Extracted information >>
#####

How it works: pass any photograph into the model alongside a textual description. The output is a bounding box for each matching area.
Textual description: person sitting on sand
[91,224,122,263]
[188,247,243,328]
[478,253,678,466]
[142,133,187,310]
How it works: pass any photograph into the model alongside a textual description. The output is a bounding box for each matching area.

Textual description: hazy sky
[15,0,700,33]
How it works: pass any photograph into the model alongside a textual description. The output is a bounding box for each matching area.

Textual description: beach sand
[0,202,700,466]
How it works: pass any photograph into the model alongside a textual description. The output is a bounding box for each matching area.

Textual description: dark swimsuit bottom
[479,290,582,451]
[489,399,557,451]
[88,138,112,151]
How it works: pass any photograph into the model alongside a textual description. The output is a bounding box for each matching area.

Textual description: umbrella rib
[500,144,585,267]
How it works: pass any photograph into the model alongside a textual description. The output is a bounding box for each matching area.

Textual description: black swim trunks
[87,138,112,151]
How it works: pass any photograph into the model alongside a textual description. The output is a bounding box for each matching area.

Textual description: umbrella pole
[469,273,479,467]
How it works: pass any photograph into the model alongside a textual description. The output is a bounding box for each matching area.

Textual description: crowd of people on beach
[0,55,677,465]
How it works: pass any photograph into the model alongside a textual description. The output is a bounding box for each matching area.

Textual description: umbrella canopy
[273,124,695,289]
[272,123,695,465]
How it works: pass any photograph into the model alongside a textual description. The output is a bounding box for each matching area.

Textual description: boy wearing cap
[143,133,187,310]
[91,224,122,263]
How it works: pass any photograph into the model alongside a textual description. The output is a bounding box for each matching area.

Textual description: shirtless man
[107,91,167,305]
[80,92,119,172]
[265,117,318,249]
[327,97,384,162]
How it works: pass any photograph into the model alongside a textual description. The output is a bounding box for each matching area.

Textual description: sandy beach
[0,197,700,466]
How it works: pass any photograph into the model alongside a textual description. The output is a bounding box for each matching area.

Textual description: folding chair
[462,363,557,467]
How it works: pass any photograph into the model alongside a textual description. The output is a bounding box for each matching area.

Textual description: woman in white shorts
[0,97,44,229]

#####

Task prompt >>
Repeat the data exactly. Leave nothing out.

Solution for this task >>
How it works: pass any photograph into the model alongside a textual description. The output is a bounding box for each matching area.
Textual description: person sitting on sand
[91,224,122,263]
[188,247,243,328]
[478,253,678,466]
[142,133,187,310]
How it works: pass any photograph into the model alongside a textual description. The output is a bounding box for each matching area.

Textual description: hazy sky
[15,0,700,33]
How it works: pass any photograph into the model alongside a textual description. The output is a bounding box for each matching area.

Textual description: beach sand
[0,202,700,466]
How it works: pass any photograph into the model alongside a textual description. The output is a bounding box for each matching area.

Textual description: dark swimsuit bottom
[479,290,582,451]
[489,399,557,451]
[88,138,112,151]
How it works: pass any photograph into the model alongside a textual description. The output is a bounding box for each matching area.

Textual description: umbrella rib
[500,144,585,267]
How it works: pass any photograph into the model alongside a textual description. The output is a bounding box for each matching area.

Textual description: black swim trunks
[87,138,112,151]
How it works: pass any photograph into the model alongside a textual description. The output is a bounding box for each matching area.

Textual description: umbrella pole
[469,273,479,467]
How it works: pass any photograph into the model alongside a textual description. The output is a bounding box for each matching area.

Textual description: crowd of people on beach
[0,55,677,465]
How it works: pass any photograph into the model alongside a textual description. The output is a bounding box for each matching area.

Textual description: umbrella canopy
[273,124,695,289]
[272,123,695,465]
How it works: pass any photograph into the model alongside a textual description. The output is a bounding box for each matching area.

Textual description: boy wearing cap
[143,133,187,310]
[91,224,122,263]
How it works: pass any photograph into the model alongside a textual description. The output is a bounding box for each matching area.

Textual description: shirtless man
[107,91,167,305]
[80,92,119,172]
[265,117,318,249]
[327,97,384,162]
How it works: pass any photograph into the model alongside a textual description. The output is a bounding box for each matching area.

Textual description: sandy beach
[0,197,700,466]
How it works: pass any photograph into the model alongside a textual description. The output is a bounding box for each matching area.

Textual description: folding chair
[462,363,557,467]
How it works: pass any photograph into the model alongside a textual description. The output is a bounding box for each matching area.

Textual description: woman in white shorts
[0,97,44,229]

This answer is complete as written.